> [Entries provided]:
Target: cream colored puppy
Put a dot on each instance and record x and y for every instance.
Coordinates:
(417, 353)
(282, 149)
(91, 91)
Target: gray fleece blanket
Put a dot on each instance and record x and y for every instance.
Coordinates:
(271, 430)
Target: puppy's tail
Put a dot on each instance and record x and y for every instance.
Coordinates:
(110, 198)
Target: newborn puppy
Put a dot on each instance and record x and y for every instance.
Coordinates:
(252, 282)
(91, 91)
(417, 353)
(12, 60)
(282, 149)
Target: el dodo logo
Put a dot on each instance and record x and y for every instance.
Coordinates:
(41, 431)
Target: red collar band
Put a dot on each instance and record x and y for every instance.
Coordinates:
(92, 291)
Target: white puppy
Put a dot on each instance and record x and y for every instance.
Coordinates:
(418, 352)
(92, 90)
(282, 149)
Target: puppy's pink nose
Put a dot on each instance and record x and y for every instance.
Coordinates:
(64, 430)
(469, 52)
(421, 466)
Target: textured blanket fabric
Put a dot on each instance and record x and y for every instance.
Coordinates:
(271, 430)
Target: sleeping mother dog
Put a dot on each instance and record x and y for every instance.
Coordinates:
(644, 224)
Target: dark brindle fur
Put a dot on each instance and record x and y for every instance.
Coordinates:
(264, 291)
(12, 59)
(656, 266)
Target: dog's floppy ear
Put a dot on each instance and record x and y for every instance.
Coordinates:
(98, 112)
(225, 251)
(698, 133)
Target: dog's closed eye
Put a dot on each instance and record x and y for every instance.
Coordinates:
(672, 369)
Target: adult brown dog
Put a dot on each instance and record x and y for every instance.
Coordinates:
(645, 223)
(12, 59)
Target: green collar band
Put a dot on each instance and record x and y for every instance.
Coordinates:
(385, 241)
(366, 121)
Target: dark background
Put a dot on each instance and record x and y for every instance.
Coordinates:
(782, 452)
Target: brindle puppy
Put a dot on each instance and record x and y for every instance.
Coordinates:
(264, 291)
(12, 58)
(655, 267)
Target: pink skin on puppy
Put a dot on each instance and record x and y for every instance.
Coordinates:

> [The request]:
Copy out all of the material above line for line, with no changes.

> [Answer to this exercise]:
Target: cream colored puppy
Put a dot on each instance and record x and y for every instance.
Coordinates:
(417, 353)
(282, 149)
(91, 91)
Target: gray fleece blanket
Put a dot on each instance and record x and y for every instance.
Coordinates:
(271, 430)
Target: puppy's tail
Put a dot on each instance and record x and y for every instance.
Coordinates:
(110, 198)
Target: newborn puppy
Put a dot on each instance and record x and y for every instance.
Coordinates:
(252, 282)
(91, 91)
(417, 353)
(12, 60)
(282, 149)
Target: el dodo logo
Put a dot on each instance and record x and y for every instance.
Coordinates:
(41, 431)
Target: red collar band
Put a dot on each instance and record x and y for every instance.
Coordinates:
(92, 291)
Target: white puppy
Put a dot on each instance and record x and y for every instance.
Coordinates:
(418, 352)
(92, 90)
(282, 149)
Target: puppy's pink nose
Put a dot on each instance and record x and y for every instance.
Coordinates:
(64, 430)
(469, 52)
(421, 466)
Target: textured blanket fabric
Put a dot on each instance and record x and y for every instance.
Coordinates:
(271, 430)
Target: sleeping mother dog
Put a dot on each instance and record x and y for every instance.
Coordinates:
(644, 224)
Target: dark brindle fur
Put a dot on each instance and record x and y for every instance.
Coordinates:
(264, 291)
(12, 59)
(656, 266)
Target: dog's floppy ear
Put a dot on each instance and record x and y for every instance.
Coordinates:
(98, 112)
(225, 251)
(698, 133)
Target: dog's closed eye
Put a dot on each instance and record x and y for every instance.
Coordinates:
(672, 369)
Target: adult brown dog
Put a dot on each instance and record x and y for every instance.
Coordinates:
(645, 223)
(12, 59)
Target: green collar band
Put a dot on each instance and record x and y for every instance.
Coordinates:
(385, 241)
(366, 121)
Target: dark background
Put a dot on each instance and record x and y for every instance.
Coordinates:
(782, 452)
Target: brindle puppy
Put a dot on each instance and record x and y for every instance.
Coordinates:
(264, 291)
(12, 58)
(655, 267)
Target: pink skin on puppy
Put a dot on each instance and record x and y for every instance.
Coordinates:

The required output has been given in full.